**Brief:**
Every line from the one containing "head with one point per instance." through the end of the listing below goes in the output, exactly and without pictures.

════════════════

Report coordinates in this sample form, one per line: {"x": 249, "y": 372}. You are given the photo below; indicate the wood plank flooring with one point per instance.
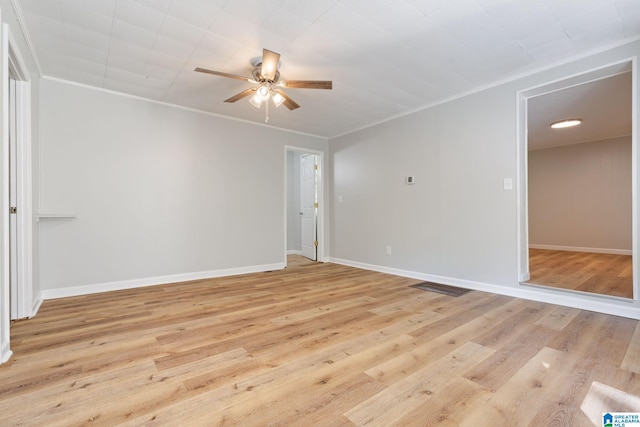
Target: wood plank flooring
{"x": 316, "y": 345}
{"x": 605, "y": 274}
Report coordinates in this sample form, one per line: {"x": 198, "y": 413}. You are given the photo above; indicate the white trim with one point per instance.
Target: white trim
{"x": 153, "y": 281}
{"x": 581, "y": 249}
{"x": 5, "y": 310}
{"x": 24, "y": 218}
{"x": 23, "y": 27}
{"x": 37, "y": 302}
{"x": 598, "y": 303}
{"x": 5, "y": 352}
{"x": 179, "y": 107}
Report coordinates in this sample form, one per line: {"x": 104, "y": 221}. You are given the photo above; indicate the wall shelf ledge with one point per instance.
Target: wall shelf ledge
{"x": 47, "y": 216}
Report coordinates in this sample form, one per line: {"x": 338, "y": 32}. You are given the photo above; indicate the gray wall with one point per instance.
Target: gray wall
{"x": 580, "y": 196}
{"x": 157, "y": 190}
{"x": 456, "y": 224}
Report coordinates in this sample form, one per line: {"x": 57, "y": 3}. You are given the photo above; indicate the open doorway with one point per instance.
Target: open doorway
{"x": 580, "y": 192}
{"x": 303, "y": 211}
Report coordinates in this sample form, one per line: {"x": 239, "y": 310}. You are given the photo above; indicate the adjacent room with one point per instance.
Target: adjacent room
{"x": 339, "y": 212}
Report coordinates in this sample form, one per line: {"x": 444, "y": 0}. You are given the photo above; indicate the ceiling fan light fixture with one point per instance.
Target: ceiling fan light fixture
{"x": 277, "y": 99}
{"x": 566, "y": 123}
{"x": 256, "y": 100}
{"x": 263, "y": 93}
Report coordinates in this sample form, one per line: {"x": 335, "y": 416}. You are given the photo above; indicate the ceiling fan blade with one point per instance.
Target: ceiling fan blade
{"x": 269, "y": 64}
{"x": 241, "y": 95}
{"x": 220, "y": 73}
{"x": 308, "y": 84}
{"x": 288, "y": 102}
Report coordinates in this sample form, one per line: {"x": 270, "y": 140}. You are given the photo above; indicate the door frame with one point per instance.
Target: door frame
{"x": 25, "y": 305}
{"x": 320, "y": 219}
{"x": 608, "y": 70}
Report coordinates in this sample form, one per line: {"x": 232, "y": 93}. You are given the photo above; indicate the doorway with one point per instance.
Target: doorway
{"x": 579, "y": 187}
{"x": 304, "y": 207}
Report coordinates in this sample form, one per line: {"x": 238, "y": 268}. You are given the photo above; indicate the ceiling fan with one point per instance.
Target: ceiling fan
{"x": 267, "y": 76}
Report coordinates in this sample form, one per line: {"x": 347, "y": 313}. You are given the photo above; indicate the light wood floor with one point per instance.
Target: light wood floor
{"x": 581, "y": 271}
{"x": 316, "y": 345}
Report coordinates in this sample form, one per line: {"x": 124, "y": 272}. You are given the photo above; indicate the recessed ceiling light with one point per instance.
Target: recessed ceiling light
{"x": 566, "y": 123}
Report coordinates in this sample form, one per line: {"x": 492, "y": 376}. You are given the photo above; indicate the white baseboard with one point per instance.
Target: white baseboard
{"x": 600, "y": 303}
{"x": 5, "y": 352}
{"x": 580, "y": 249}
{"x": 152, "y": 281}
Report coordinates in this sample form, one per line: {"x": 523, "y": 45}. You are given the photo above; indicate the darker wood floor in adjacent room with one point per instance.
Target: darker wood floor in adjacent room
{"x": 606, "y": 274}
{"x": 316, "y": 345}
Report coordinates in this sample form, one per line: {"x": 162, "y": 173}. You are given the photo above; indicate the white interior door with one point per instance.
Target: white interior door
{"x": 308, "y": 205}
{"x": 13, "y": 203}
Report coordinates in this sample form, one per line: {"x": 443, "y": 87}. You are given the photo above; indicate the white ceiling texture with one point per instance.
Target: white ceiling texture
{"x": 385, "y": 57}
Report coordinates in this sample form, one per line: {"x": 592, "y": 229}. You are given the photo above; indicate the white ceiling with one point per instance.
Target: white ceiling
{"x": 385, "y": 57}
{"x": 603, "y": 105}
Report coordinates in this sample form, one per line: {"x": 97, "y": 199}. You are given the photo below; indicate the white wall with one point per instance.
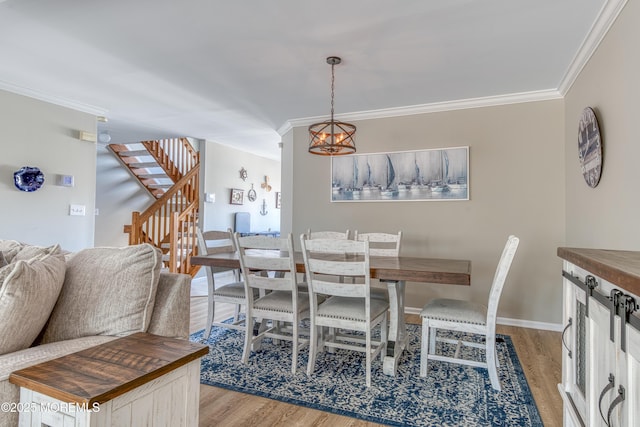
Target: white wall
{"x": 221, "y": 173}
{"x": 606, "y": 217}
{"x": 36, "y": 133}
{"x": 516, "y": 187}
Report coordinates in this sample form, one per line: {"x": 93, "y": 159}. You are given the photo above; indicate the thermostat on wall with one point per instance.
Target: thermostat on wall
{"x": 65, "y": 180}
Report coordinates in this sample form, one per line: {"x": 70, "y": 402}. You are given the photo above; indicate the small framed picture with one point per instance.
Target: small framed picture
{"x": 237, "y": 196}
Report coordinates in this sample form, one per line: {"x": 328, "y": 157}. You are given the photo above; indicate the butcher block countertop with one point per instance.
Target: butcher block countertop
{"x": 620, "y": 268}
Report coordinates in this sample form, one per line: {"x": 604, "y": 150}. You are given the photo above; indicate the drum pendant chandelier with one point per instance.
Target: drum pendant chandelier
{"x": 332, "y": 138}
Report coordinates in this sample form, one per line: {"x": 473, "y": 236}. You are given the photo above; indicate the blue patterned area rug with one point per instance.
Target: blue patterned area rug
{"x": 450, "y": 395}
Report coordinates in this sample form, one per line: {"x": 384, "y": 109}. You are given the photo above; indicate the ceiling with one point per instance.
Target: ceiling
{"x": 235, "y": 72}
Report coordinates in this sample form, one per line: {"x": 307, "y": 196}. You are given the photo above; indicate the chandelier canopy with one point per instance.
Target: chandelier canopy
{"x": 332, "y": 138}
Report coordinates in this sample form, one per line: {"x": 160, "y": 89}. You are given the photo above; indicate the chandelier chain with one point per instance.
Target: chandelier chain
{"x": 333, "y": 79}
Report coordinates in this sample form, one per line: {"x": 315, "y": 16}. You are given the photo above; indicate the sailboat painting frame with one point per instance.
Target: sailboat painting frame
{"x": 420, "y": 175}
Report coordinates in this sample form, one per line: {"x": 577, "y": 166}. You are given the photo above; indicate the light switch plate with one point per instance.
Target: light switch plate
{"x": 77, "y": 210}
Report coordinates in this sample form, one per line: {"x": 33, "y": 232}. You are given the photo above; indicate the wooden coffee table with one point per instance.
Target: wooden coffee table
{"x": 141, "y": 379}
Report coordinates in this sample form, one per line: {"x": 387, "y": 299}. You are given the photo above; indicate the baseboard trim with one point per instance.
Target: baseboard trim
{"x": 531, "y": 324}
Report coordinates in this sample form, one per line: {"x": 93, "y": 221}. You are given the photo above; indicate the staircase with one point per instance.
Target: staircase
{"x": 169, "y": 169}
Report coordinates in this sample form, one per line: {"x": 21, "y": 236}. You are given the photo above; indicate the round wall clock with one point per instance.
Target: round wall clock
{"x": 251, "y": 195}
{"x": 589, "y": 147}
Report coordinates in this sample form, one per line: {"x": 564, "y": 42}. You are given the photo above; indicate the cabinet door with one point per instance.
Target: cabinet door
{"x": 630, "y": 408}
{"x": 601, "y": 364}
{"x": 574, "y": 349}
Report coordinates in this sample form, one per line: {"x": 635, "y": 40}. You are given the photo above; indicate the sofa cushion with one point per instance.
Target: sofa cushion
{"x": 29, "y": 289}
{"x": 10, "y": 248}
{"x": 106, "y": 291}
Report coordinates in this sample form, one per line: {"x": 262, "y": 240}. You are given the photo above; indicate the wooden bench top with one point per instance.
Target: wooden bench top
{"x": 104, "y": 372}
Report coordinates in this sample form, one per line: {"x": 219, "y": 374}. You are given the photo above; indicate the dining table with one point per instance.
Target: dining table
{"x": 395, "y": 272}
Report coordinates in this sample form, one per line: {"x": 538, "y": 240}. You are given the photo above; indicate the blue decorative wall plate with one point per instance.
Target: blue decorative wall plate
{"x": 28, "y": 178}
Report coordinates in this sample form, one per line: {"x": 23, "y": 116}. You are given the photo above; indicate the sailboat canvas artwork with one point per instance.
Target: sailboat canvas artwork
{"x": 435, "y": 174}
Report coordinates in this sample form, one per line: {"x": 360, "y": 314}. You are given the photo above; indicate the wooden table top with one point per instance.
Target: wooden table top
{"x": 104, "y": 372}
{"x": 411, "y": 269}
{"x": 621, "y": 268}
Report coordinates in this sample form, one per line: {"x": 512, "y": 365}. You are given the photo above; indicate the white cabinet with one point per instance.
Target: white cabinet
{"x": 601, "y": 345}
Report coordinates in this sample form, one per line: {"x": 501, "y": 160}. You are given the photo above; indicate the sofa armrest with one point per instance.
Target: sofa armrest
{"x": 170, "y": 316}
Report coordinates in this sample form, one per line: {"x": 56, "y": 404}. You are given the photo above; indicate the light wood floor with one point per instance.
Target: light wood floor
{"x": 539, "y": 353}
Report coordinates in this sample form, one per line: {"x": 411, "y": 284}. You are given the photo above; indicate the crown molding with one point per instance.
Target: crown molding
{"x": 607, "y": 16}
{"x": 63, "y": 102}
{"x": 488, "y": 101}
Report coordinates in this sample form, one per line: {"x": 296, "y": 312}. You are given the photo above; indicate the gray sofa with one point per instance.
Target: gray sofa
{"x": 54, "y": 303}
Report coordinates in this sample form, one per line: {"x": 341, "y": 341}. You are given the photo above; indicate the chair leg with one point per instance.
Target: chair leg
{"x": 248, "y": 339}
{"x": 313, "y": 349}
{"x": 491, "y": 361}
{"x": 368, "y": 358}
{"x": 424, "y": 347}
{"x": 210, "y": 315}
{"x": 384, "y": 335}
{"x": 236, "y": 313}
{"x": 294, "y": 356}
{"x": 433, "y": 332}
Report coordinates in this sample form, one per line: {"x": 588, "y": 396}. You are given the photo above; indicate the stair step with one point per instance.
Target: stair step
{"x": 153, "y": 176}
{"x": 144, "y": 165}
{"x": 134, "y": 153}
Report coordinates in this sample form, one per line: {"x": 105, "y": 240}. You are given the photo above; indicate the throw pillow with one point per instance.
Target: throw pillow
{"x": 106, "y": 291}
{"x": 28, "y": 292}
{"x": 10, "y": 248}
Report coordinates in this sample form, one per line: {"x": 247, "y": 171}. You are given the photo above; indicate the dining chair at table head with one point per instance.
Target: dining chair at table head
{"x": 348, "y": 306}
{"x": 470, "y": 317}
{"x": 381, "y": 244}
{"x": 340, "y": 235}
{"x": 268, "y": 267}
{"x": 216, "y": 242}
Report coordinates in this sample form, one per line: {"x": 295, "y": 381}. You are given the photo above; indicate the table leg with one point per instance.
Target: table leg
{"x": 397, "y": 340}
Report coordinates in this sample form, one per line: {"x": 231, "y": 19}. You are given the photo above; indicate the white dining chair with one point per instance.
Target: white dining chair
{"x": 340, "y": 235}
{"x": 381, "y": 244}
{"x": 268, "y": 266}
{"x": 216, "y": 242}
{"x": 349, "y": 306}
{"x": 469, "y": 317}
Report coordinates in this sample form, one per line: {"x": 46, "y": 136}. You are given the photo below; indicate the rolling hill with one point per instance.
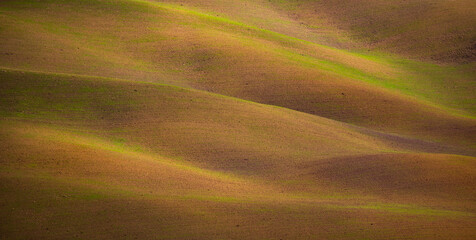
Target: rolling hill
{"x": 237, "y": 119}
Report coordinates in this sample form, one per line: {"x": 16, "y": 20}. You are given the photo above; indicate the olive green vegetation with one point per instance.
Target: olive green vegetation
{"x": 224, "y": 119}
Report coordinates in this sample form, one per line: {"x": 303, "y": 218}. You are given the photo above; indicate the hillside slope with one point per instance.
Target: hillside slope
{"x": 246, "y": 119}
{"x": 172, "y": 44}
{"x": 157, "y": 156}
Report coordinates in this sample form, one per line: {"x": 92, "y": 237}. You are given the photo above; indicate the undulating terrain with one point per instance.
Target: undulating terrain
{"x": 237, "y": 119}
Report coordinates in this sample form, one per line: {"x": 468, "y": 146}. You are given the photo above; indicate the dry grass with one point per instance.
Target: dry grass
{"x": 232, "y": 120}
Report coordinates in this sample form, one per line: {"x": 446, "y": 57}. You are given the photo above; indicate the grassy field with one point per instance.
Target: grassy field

════════════════

**Correct result:**
Report coordinates in this sample form, one per line: {"x": 247, "y": 171}. You are given the photo above; indicate the dining chair at table head with one point per instance.
Target: dining chair at table head
{"x": 348, "y": 306}
{"x": 470, "y": 317}
{"x": 381, "y": 244}
{"x": 340, "y": 235}
{"x": 268, "y": 267}
{"x": 216, "y": 242}
Report coordinates in this sample form, one per line: {"x": 295, "y": 381}. You are given the photo above; indicate the table leg with one point per instance.
Target: table leg
{"x": 397, "y": 340}
Report coordinates in this sample form, one per line: {"x": 231, "y": 19}. You are given the photo above; indicate the white dining chair with one point per instance.
Target: white dining chair
{"x": 340, "y": 235}
{"x": 381, "y": 244}
{"x": 268, "y": 266}
{"x": 216, "y": 242}
{"x": 349, "y": 306}
{"x": 469, "y": 317}
Report coordinates in this sample form, one per line: {"x": 46, "y": 136}. You are given the photo below; indicate the rolling hill with one point per instance.
Target: rolling hill
{"x": 237, "y": 119}
Report coordinates in this sample form, one per line: {"x": 16, "y": 20}. You are given the photo above; indicate the olive green vegetation with one point per instance.
Target: olive green vegetation
{"x": 224, "y": 119}
Report coordinates in this sample form, one per line: {"x": 303, "y": 218}. You are given the photo above; indicate the hillside slope with one point per instance.
Target: hillside slope
{"x": 246, "y": 119}
{"x": 172, "y": 44}
{"x": 157, "y": 156}
Report coordinates in this sample form, one per line: {"x": 92, "y": 237}. You are given the photo above; indicate the undulating terrain with one point per instance.
Target: undulating terrain
{"x": 237, "y": 119}
Report coordinates in this sample form, one per line: {"x": 468, "y": 146}. You are given the photo above; indicate the dry grass with one point per instance.
Target: dry grass
{"x": 232, "y": 120}
Report coordinates in this sample form, one per line: {"x": 446, "y": 57}. You are given the photo above; indicate the grassy field with one point per instance.
Target: grassy field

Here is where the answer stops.